*EXTRACTED TEXT*
**********
This report forms part of our Innovator Profile series, which focuses on emerging technologies that are disrupting traditional retail and fuelling innovation across the retail value chain. We present Shelfleet, an online platform that has developed a shelf and wall rental program to connect independent brands to local retailers. Coresight Research collaborated with Shelfleet to offer insights into its capabilities and offerings. 

Areas of Innovation

Coresight Research categorizes the 12 participating innovators into three areas of innovation in retail: fulfillment and sustainability; product marketing and merchandising; and AI (artificial intelligence), ML (machine learning) and automation. Shelfleet falls under “product marketing and merchandising.”

Brands and retailers are increasingly finding innovative ways to expand their marketing reach and brand awareness. Advances in retail technology and accessibility to shopper data are supporting omnichannel marketing and merchandising strategies to achieve growth.

Shelfleet: In Detail 

 

 

Headquarters 

Austin, Texas, US 

Funding Stage 

Total funding raised: Undisclosed  

Company Description

Shelfleet’s online marketing platform allows independent DNVBs to expand into the physical retail channel by partnering with local retailers to sell their products. The shelf and wall rental program connects online brands with local brick-and-mortar retailers that have underutilized shelf or wall space in their storefronts. 

Brands can currently pre-register for Shelfleet’s shelf and wall rental program, where they enter information about their company, including their retail vertical, and wait to get matched with local retailers. By participating, independent brands can increase brand awareness and generate income from physical stores, while retailers can bring in new income streams and increase interest and store traffic in their physical locations with the addition of new products. 

Source: Company website
Source: Company website

 

What Problem Is the Company Solving?

While pandemic-induced lockdowns has recently bolstered the rise of DNVBs, a return to pre-pandemic shopping behaviors and increased store traffic in physical stores has led to a slowdown in traffic on many DNVBs’ websites. While many of these brands want to diversify into physical channels, high overhead costs alongside the high costs associated with leasing make it hard for them to do so. By using Shelfleet’s platform, these brands can place and sell their products in physical retailers’ stores while avoiding such costs. The rental program also allows them to test a store’s fit for their product (to find appropriate locations that resonate with target consumers, for example) with low commitment.
**********
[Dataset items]
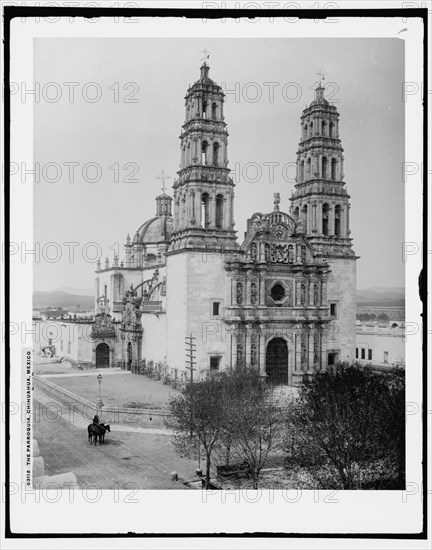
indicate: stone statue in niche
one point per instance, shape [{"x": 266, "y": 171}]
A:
[
  {"x": 254, "y": 349},
  {"x": 303, "y": 253},
  {"x": 316, "y": 295},
  {"x": 290, "y": 254},
  {"x": 254, "y": 293},
  {"x": 239, "y": 293},
  {"x": 303, "y": 295},
  {"x": 316, "y": 348},
  {"x": 303, "y": 350}
]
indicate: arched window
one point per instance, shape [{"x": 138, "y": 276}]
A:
[
  {"x": 303, "y": 295},
  {"x": 323, "y": 128},
  {"x": 334, "y": 169},
  {"x": 204, "y": 149},
  {"x": 219, "y": 211},
  {"x": 303, "y": 253},
  {"x": 254, "y": 251},
  {"x": 337, "y": 220},
  {"x": 205, "y": 210},
  {"x": 324, "y": 167},
  {"x": 215, "y": 154},
  {"x": 304, "y": 217},
  {"x": 325, "y": 219},
  {"x": 308, "y": 169},
  {"x": 239, "y": 293},
  {"x": 277, "y": 292}
]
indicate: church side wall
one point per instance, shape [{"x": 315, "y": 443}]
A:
[
  {"x": 176, "y": 310},
  {"x": 341, "y": 289},
  {"x": 206, "y": 285}
]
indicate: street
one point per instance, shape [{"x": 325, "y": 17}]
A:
[{"x": 130, "y": 458}]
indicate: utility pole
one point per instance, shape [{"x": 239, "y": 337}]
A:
[{"x": 190, "y": 353}]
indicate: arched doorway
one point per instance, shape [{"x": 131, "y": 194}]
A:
[
  {"x": 129, "y": 355},
  {"x": 102, "y": 355},
  {"x": 277, "y": 361}
]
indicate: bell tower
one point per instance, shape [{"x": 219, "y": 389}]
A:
[
  {"x": 320, "y": 205},
  {"x": 203, "y": 191}
]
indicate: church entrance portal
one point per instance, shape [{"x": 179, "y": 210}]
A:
[
  {"x": 277, "y": 361},
  {"x": 102, "y": 355}
]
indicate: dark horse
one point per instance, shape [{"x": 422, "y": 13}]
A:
[{"x": 96, "y": 431}]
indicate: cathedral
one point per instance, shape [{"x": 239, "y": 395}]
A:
[{"x": 283, "y": 301}]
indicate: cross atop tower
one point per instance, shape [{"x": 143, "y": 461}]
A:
[
  {"x": 162, "y": 176},
  {"x": 206, "y": 55}
]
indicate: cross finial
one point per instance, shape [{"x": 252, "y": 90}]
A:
[
  {"x": 206, "y": 55},
  {"x": 321, "y": 77},
  {"x": 162, "y": 176}
]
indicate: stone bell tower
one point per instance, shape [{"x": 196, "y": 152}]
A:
[
  {"x": 320, "y": 202},
  {"x": 204, "y": 192},
  {"x": 203, "y": 232}
]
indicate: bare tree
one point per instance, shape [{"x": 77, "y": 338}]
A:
[
  {"x": 197, "y": 417},
  {"x": 252, "y": 419}
]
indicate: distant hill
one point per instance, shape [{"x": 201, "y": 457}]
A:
[
  {"x": 59, "y": 298},
  {"x": 381, "y": 296}
]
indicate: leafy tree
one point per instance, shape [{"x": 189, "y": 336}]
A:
[
  {"x": 347, "y": 424},
  {"x": 232, "y": 411},
  {"x": 197, "y": 416}
]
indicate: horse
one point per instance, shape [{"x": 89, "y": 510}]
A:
[{"x": 97, "y": 430}]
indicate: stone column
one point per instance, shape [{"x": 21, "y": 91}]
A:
[
  {"x": 310, "y": 349},
  {"x": 234, "y": 292},
  {"x": 227, "y": 216},
  {"x": 324, "y": 347},
  {"x": 323, "y": 293},
  {"x": 261, "y": 353},
  {"x": 248, "y": 345},
  {"x": 319, "y": 219},
  {"x": 331, "y": 220},
  {"x": 297, "y": 375},
  {"x": 212, "y": 200},
  {"x": 261, "y": 300},
  {"x": 198, "y": 207},
  {"x": 248, "y": 292},
  {"x": 234, "y": 346},
  {"x": 347, "y": 229}
]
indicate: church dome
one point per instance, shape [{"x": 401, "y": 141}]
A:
[{"x": 155, "y": 230}]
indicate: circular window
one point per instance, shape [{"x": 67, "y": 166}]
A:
[{"x": 277, "y": 292}]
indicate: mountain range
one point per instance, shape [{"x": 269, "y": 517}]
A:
[{"x": 70, "y": 298}]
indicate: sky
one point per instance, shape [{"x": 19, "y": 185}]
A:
[{"x": 128, "y": 123}]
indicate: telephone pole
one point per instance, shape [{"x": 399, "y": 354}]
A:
[{"x": 190, "y": 353}]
**********
*EXERCISE GOAL*
Carry the Shelfleet profile forward from the point where it stops, keeping to its formal, analytical register. The entries play no part in the work that follows.

*YOUR RESPONSE*
Unlike online brands with digital ecosystems, physical retailers must continuously find ways to attract shoppers to their stores. Additionally, high rent prices put more pressure on physical retailers. By connecting with local brands, retailers can introduce fresh products from local brands into their stores, extending their reach to new types of shoppers or increasing the basket size of existing shoppers, by using their underutilized shelf or wall space. 

Market Opportunity 

There has been a surge in DNVB (digitally native vertical brand) launches in the US—we have seen around 50 set up in the food, beverage and snacks category over the last decade—and we expect DNVBs to continue to proliferate. While the longer-term trend sees online retail sales comprising a higher proportion of total retail sales, we expect more DNVBs to expand into physical stores in order to increase their presence across more channels and differentiate themselves from competitors. 

As digital and physical retail become more intertwined, online brands and physical retailers can work together and leverage each other’s existing infrastructure to create a better omnichannel experience for their shoppers.

What We Think

We believe that the trend in rise of DNVBs is likely to continue, despite a recent slowdown in web traffic. These brands should look to adopt a more omnichannel model that generates income from diverse streams. 

Retailers with high costs of leasing and underutilized space should look to partner with online brands to generate a new income stream while introducing new products to their store to capture and retain shopper interest in their physical stores.